Texte:
□ □ □ □ □ □ □
Aeon Timeline, le meilleur outil de gestion de chronologies, maintenant disponible en version mobile

Alors ça c’est le bonheur : Aeon Timeline, dont j’ai déjà dit grand bien ici, est sorti sous iOS (ouais, pas de version Android encore, désolé). Aeon Timeline fait partie de ces outils ultra-spécialisés, pas le couteau suisse qui fait tourner la boutique au quotidien (pas Scrivener, quoi) mais dont on est merveilleusement content qu’il existe quand on a précisément besoin de son jeu de fonctionnalités, parce que ce qu’il fait, il le fait très bien. La phrase qui précède est vraiment mal fichue, mais j’avoue qu’il est 21h58 au moment où j’écris ça et plus tellement de cerveau.

La vue grille, qui ne cesse de m’impressionner. Cliquez pour agrandir.
□ □ □ □ □ □ □
Matériel:
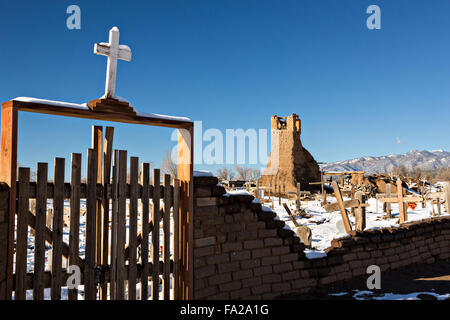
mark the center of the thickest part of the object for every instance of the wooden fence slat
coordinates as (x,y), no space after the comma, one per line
(145,171)
(39,238)
(58,216)
(121,235)
(155,234)
(166,240)
(89,270)
(100,190)
(97,145)
(402,207)
(106,177)
(132,230)
(114,225)
(176,237)
(22,234)
(74,229)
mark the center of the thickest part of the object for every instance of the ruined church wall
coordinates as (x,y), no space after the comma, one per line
(243,252)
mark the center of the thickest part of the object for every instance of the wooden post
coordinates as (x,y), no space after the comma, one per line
(447,196)
(176,241)
(291,216)
(8,171)
(121,217)
(185,173)
(74,235)
(166,238)
(58,216)
(352,194)
(90,292)
(402,207)
(22,233)
(388,205)
(114,225)
(155,234)
(106,179)
(345,220)
(145,227)
(360,211)
(132,229)
(97,145)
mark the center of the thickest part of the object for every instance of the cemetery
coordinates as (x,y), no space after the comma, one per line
(129,232)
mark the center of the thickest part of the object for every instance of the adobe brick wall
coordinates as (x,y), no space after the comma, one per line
(242,252)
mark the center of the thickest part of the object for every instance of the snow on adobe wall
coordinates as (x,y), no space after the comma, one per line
(241,251)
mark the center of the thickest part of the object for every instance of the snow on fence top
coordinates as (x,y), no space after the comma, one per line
(84,106)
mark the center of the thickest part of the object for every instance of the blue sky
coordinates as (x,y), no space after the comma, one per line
(233,64)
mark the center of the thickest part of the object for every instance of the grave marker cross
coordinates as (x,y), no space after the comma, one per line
(113,51)
(402,201)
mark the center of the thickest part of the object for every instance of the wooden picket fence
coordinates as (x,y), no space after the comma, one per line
(111,266)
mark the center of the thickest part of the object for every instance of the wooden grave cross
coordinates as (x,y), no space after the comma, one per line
(114,52)
(402,201)
(341,205)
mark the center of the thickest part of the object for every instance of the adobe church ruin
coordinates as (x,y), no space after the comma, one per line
(290,162)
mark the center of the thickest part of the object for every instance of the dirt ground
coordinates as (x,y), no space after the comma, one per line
(433,278)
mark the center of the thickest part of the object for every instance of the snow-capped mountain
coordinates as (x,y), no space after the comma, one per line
(426,160)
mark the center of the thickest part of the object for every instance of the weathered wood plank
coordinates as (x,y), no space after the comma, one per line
(8,171)
(401,206)
(114,224)
(103,274)
(176,238)
(106,116)
(132,230)
(335,206)
(39,240)
(106,179)
(23,206)
(166,241)
(58,214)
(447,196)
(360,220)
(290,215)
(185,171)
(404,199)
(90,292)
(145,227)
(74,229)
(155,235)
(345,219)
(121,231)
(100,193)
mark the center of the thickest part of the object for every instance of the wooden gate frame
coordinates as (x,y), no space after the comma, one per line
(117,112)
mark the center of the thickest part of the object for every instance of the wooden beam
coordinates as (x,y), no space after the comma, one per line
(8,171)
(401,206)
(447,196)
(404,199)
(185,173)
(99,115)
(347,204)
(344,214)
(290,215)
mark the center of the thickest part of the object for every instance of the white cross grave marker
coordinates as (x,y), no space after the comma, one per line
(113,51)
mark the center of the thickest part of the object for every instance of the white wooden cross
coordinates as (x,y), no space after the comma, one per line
(113,51)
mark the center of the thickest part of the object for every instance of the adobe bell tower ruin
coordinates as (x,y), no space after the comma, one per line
(289,162)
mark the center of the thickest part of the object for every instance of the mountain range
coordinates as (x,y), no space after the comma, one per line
(425,160)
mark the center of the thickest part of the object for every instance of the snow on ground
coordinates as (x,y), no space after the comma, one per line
(326,226)
(369,295)
(48,251)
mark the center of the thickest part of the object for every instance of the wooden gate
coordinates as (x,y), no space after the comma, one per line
(105,272)
(112,232)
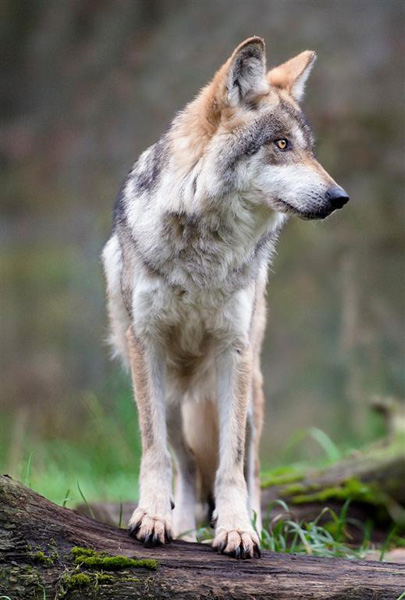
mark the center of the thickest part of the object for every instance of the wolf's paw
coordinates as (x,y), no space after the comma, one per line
(152,530)
(237,543)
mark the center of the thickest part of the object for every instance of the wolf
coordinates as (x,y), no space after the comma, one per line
(195,228)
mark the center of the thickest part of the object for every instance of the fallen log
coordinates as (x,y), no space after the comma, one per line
(47,551)
(371,478)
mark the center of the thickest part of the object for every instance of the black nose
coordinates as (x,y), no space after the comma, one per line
(337,197)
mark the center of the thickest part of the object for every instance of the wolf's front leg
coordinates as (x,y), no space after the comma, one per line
(151,521)
(234,534)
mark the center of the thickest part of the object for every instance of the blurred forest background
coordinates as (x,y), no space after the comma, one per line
(86,86)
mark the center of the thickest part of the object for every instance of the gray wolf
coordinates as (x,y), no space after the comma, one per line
(195,227)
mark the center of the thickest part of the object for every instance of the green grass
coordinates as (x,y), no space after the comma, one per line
(327,535)
(96,459)
(100,461)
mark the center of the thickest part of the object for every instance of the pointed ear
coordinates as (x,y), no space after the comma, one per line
(292,75)
(245,72)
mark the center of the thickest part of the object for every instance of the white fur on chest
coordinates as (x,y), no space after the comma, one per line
(161,311)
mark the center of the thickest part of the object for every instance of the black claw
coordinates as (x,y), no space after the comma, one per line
(168,538)
(133,529)
(220,549)
(148,541)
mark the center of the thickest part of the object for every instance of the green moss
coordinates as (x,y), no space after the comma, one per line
(99,560)
(79,551)
(41,558)
(77,580)
(104,578)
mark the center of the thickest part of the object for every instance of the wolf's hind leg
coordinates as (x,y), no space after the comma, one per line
(184,523)
(151,521)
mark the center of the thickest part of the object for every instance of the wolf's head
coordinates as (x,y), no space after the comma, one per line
(249,132)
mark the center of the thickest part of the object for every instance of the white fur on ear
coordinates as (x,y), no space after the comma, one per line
(293,74)
(246,77)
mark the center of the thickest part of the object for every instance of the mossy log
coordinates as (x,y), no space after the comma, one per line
(371,478)
(47,551)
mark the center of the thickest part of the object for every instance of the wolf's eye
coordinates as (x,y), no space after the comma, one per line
(282,144)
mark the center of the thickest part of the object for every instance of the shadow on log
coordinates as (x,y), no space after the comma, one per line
(43,555)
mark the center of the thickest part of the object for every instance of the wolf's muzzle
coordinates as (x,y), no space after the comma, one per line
(336,197)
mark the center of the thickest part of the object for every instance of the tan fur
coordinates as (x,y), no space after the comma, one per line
(285,76)
(195,230)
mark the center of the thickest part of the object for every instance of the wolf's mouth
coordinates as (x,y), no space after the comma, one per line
(322,213)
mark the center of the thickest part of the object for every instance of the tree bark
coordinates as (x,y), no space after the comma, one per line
(37,562)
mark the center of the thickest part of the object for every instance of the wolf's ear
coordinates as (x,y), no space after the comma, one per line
(292,75)
(245,73)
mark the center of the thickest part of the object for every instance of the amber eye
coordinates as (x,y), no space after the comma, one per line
(281,144)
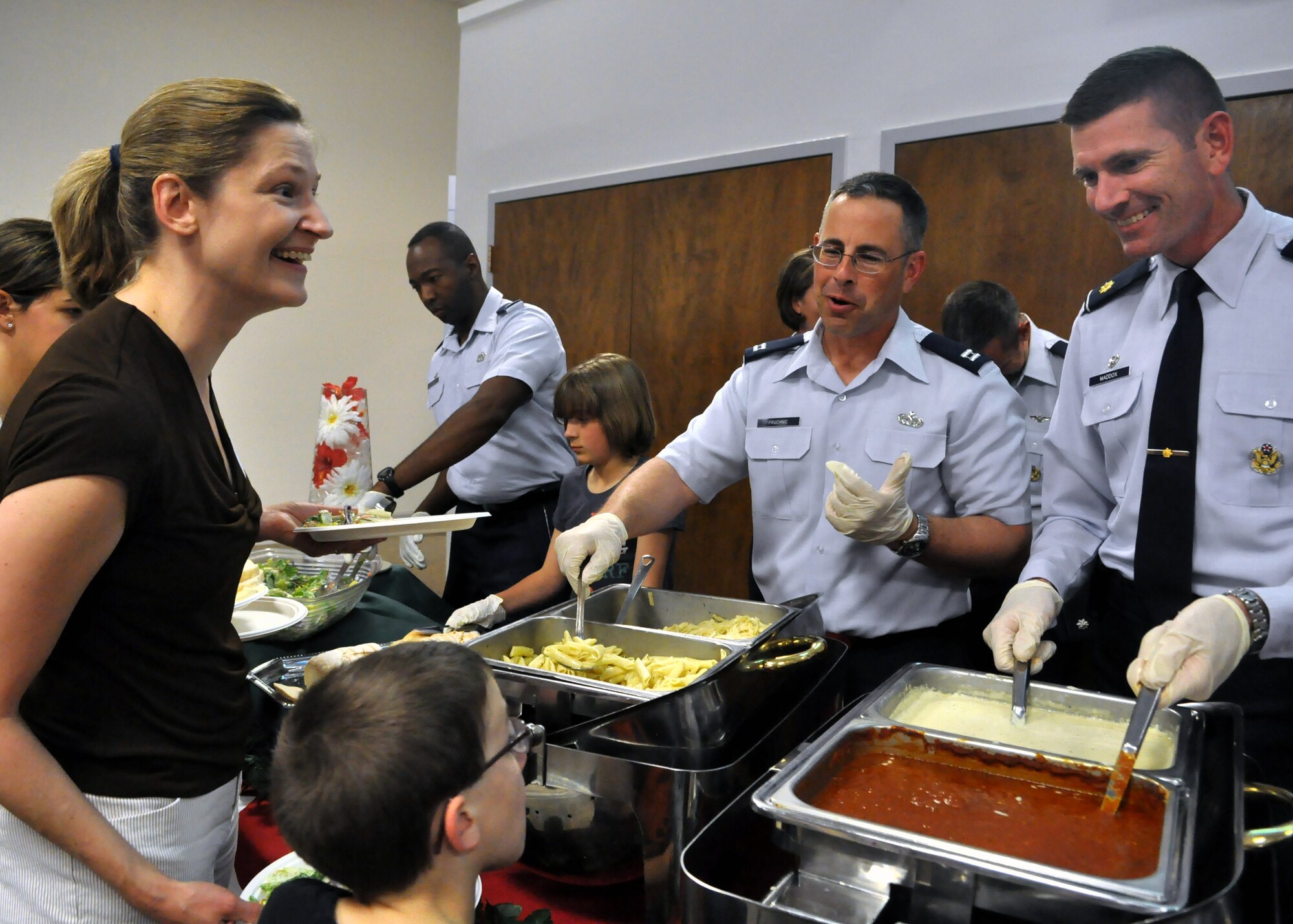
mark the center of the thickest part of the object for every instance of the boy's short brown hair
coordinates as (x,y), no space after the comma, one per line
(370,755)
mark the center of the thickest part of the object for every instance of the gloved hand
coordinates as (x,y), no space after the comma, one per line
(1016,632)
(1190,655)
(482,612)
(866,514)
(376,500)
(588,550)
(411,554)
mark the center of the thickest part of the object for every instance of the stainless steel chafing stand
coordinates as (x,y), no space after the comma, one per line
(623,793)
(992,879)
(738,870)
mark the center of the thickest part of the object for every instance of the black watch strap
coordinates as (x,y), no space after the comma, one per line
(389,478)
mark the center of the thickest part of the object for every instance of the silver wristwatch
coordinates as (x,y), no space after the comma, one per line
(1259,618)
(920,540)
□ □ □ □ □ □ □
Tâche demandée 1:
Recopiez le passage de l'article sur Aeon Timeline qui commence par « Aeon Timeline, le » et se poursuit jusqu'à « Cliquez pour agrandir. ».
Tâche demandée 2:
D'après l'article sur Aeon Timeline, sur quel système l'outil vient-il de sortir ?
Tâche demandée 3:
Rédigez la suite de l'article sur Aeon Timeline, à partir de sa dernière phrase.

Résultat final 1:
Aeon Timeline, le meilleur outil de gestion de chronologies, maintenant disponible en version mobile

Alors ça c’est le bonheur : Aeon Timeline, dont j’ai déjà dit grand bien ici, est sorti sous iOS (ouais, pas de version Android encore, désolé). Aeon Timeline fait partie de ces outils ultra-spécialisés, pas le couteau suisse qui fait tourner la boutique au quotidien (pas Scrivener, quoi) mais dont on est merveilleusement content qu’il existe quand on a précisément besoin de son jeu de fonctionnalités, parce que ce qu’il fait, il le fait très bien. La phrase qui précède est vraiment mal fichue, mais j’avoue qu’il est 21h58 au moment où j’écris ça et plus tellement de cerveau.

La vue grille, qui ne cesse de m’impressionner. Cliquez pour agrandir.

Résultat final 2:
Sur iOS ; il n'existe pas encore de version Android.

Résultat final 3:
Bref, Aeon Timeline gère des chronologies, donc. Mais à n’importe quelle échelle, de l’heure jusqu’aux ères géologiques ; et pour les écrivains d’imaginaire, il a le bon goût de prévoir les calendriers fictifs. Un système extrêmement puissant (mais qui nécessite un peu d’apprentissage) permet de suivre des relations entre à peu près n’importe quoi dès lors que ça s’organise temporellement : classer des événements, suivre qui était à quel endroit et à quel moment, retrouver les participants à un fait donné, Aeon Timeline est d’une flexibilité extrême et permet même à l’utilisateur de définir toute la sémantique de ses données – fils narratifs, personnes, lieux marquants, tout ce que vous pouvez imaginer. Autant dire que c’est du pain bénit pour la construction de monde imaginaire et de scénario complexe à plusieurs arcs (je m’en sers beaucoup pour « Les Dieux sauvages »), surtout qu’il peut se synchroniser avec Scrivener (en version de bureau).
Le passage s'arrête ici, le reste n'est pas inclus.